Extracted text:

* * *

The XSP-1 Emotiva stereo preamp uses full relay switching, but that is a two-channel product, so the relay count is low.
In the diagram above, a pair of CMOS switches is shown. The bottom switch is turned on, letting IN 2 pass to the output. The top pair is turned off blocking IN 1.
Emotiva uses the JRC (New Japan Radio) NJW1112 for the CMOS switch. The chip operates with +- 7.5VDC power rails which are a limitation imposed by the semiconductor process technology JRC uses for this device.
In the simple diagram above, I show only a two switch pair. The complete schematic of the NJW1112 shows complex switching array with 16 inputs and 8 outputs. The switch matrix has 72 NMOS-PMOS transistor pairs for maximum flexibility. With so many switches, the size of the transistors is small. As a result, the effective resistance of each switch, which varies with voltage, is high.
Only a small fraction of the switches are used in any given application.
The New Japan Radio (JRC) NJW 1112 has an internal op-amp buffer past the CMOS switches. The op-amp in the NJW 1112 is not the best performing, since it is part of the switching chip, so it also runs at +/-7.5VDC.
The design restrictions on the op-amp are similar to the LSI AVR chip, but we need a buffer after the CMOS switch. Current must not flow in a CMOS switch lest we get distortion. The op-amp in the NJW1112 blocks the current flow to the digitally controlled volume control (Cirrus CS3318). The CS3318 has a minimum input resistance of 8k Ohms.

* * *

Actions to take:
a – According to the preamp passage, what power rails does the NJW1112 chip operate with?
b – List every numerical specification that the preamp passage gives for the NJW1112 chip.
The data that follow come from a separate source, not from the preamp passage.

Data from a point labeling set:
* * *

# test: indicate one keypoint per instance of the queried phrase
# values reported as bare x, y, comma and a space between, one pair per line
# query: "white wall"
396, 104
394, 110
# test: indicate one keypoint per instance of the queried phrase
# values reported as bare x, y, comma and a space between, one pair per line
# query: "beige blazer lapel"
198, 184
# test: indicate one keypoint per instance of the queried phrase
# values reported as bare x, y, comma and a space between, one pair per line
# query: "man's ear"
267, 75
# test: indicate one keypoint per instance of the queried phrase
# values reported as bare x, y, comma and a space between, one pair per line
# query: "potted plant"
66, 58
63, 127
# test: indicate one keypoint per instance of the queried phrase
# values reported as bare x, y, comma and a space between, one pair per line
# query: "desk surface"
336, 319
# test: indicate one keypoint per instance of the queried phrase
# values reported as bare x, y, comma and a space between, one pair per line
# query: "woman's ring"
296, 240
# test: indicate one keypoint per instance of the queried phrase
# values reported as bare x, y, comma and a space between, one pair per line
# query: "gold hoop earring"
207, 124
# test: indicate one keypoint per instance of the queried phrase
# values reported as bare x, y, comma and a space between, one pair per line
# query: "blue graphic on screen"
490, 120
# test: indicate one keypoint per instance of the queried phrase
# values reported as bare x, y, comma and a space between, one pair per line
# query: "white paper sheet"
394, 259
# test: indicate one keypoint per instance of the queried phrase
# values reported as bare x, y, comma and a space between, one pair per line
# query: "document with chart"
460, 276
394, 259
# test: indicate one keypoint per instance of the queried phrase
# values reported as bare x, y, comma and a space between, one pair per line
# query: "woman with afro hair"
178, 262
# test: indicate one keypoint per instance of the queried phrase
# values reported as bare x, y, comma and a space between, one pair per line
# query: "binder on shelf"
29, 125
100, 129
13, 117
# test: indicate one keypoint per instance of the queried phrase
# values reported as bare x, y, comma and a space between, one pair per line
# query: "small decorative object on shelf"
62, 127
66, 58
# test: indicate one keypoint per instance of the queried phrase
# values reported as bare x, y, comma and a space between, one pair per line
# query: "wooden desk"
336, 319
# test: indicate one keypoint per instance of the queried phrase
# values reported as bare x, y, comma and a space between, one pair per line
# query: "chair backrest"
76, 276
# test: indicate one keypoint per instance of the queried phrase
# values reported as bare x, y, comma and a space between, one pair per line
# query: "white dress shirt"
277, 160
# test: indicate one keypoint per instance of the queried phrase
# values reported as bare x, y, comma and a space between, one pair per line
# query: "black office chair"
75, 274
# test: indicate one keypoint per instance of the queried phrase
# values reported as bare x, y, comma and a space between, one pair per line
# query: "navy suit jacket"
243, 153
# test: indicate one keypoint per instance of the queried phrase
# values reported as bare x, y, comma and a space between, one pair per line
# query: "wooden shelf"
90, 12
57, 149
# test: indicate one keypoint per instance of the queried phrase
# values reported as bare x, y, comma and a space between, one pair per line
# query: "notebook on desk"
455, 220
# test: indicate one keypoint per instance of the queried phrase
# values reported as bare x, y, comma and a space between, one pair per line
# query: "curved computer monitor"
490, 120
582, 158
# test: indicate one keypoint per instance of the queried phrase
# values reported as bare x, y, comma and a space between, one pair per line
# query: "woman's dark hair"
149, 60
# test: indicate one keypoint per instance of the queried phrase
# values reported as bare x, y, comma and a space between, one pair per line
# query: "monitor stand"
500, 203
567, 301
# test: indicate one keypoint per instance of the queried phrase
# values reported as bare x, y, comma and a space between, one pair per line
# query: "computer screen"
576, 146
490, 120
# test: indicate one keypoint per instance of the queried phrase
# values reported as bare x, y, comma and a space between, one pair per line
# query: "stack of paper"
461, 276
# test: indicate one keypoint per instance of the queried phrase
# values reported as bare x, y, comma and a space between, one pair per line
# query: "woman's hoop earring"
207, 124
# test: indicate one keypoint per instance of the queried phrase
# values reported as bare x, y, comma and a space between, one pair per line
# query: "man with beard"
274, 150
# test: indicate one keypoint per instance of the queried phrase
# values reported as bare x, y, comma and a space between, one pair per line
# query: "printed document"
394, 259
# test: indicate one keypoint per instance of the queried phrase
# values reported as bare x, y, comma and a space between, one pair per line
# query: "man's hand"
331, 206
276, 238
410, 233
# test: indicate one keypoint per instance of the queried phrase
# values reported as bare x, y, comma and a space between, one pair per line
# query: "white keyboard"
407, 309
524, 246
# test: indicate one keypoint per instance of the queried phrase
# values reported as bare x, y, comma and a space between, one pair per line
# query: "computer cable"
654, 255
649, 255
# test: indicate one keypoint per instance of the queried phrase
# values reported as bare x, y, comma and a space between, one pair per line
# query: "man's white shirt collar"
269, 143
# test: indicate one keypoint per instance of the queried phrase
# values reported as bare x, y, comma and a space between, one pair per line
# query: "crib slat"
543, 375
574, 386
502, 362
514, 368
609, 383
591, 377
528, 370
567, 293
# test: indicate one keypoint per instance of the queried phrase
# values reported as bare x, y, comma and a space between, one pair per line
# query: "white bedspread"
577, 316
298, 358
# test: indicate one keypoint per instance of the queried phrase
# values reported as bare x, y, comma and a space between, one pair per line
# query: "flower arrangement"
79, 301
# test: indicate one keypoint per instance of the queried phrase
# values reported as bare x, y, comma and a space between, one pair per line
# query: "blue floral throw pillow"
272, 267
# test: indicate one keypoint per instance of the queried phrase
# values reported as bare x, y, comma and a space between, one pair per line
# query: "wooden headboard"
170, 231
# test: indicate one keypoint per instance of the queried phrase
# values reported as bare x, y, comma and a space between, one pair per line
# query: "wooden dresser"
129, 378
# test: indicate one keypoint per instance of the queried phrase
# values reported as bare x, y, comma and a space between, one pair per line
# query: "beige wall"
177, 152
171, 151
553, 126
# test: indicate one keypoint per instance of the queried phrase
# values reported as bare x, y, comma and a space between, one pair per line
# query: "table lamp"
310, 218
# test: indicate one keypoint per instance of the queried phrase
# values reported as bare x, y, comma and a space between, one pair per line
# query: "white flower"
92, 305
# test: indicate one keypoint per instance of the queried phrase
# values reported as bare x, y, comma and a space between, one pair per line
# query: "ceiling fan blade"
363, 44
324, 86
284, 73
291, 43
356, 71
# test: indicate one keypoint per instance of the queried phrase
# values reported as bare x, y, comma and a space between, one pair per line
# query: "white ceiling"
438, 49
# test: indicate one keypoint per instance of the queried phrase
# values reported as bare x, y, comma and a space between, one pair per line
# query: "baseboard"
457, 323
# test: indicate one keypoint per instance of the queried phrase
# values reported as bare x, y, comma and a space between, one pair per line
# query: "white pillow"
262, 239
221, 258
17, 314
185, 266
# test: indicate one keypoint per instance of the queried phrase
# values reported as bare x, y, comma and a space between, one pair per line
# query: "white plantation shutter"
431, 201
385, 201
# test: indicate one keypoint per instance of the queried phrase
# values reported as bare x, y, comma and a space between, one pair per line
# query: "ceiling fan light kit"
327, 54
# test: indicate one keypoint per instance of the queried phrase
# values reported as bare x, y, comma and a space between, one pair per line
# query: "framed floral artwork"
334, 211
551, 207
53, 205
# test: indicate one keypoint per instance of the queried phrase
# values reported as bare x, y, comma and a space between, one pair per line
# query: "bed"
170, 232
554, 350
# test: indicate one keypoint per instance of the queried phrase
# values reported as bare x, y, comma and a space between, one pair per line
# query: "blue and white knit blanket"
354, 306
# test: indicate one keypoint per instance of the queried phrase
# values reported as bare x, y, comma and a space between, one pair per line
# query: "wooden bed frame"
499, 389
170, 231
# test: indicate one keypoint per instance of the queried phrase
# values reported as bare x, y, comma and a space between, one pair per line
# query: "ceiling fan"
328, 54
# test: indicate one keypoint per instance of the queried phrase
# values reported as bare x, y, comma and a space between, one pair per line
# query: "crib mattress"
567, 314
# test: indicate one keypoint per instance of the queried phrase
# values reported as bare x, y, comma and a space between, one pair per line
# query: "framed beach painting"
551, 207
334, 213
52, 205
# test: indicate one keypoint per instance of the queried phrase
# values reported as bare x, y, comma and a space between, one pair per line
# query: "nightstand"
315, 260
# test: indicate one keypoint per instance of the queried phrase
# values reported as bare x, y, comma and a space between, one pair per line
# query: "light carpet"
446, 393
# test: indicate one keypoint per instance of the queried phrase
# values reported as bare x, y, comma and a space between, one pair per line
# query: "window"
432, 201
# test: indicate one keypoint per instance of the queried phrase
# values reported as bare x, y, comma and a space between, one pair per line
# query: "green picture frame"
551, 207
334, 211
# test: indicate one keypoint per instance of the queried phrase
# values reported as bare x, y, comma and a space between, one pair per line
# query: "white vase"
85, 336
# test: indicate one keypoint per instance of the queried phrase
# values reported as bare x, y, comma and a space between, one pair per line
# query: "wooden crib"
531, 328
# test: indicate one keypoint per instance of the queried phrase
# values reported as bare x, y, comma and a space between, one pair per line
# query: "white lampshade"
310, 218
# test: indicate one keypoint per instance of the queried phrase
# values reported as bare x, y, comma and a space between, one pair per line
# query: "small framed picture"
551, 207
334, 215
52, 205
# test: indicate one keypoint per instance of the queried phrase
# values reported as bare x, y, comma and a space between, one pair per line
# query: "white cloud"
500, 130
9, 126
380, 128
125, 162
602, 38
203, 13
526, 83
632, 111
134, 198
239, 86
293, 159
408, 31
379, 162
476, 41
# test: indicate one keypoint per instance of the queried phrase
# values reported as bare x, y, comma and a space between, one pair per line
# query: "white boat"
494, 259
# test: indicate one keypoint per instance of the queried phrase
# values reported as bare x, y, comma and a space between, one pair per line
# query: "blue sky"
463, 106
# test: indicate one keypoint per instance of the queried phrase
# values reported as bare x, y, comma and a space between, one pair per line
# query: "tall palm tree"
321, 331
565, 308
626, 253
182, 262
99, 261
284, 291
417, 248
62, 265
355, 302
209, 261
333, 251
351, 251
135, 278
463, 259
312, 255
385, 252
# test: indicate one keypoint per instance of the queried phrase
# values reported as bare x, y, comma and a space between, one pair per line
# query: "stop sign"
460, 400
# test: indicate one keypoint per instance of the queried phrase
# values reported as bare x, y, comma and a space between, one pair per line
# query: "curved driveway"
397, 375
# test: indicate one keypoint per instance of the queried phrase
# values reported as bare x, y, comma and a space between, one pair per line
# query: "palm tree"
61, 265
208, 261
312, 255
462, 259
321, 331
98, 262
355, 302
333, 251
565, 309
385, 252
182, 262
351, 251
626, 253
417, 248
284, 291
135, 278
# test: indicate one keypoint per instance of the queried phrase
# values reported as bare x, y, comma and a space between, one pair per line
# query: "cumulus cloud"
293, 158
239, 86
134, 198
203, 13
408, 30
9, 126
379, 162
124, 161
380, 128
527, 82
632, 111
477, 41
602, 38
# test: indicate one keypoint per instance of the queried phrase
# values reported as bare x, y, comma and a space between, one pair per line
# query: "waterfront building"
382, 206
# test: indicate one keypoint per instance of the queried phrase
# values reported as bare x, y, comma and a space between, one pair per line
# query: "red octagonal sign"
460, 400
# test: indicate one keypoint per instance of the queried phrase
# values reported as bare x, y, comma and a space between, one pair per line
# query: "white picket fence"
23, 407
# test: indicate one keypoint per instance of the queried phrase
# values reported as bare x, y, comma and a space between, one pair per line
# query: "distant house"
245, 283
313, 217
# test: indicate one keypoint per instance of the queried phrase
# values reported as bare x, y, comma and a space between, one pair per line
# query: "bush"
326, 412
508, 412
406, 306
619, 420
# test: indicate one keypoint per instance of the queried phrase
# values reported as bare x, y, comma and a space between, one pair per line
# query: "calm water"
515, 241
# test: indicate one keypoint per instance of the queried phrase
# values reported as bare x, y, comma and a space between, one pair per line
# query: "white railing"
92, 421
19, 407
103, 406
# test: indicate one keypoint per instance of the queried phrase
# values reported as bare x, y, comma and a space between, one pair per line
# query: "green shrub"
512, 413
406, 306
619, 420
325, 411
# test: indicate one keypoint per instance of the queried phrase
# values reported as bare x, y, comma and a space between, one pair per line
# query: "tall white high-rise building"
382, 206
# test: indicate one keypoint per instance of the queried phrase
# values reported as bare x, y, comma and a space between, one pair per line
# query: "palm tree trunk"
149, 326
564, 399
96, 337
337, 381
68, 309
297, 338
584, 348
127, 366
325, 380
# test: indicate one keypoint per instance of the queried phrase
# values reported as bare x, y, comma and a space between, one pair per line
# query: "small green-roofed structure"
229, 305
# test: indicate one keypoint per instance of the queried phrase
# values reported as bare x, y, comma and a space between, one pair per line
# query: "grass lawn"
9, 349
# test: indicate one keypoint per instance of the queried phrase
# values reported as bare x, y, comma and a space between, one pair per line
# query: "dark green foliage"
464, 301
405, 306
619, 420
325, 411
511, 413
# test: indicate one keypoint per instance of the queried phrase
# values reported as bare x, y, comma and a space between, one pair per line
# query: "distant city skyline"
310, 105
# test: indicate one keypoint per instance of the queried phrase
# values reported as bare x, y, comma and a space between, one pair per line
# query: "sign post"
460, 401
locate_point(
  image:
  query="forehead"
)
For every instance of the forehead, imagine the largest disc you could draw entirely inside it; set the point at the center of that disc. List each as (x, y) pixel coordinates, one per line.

* * *

Task results:
a – It operates with ±7.5 VDC power rails.

b –
- ±7.5 VDC power rails
- 16 inputs
- 8 outputs
- 72 NMOS-PMOS transistor pairs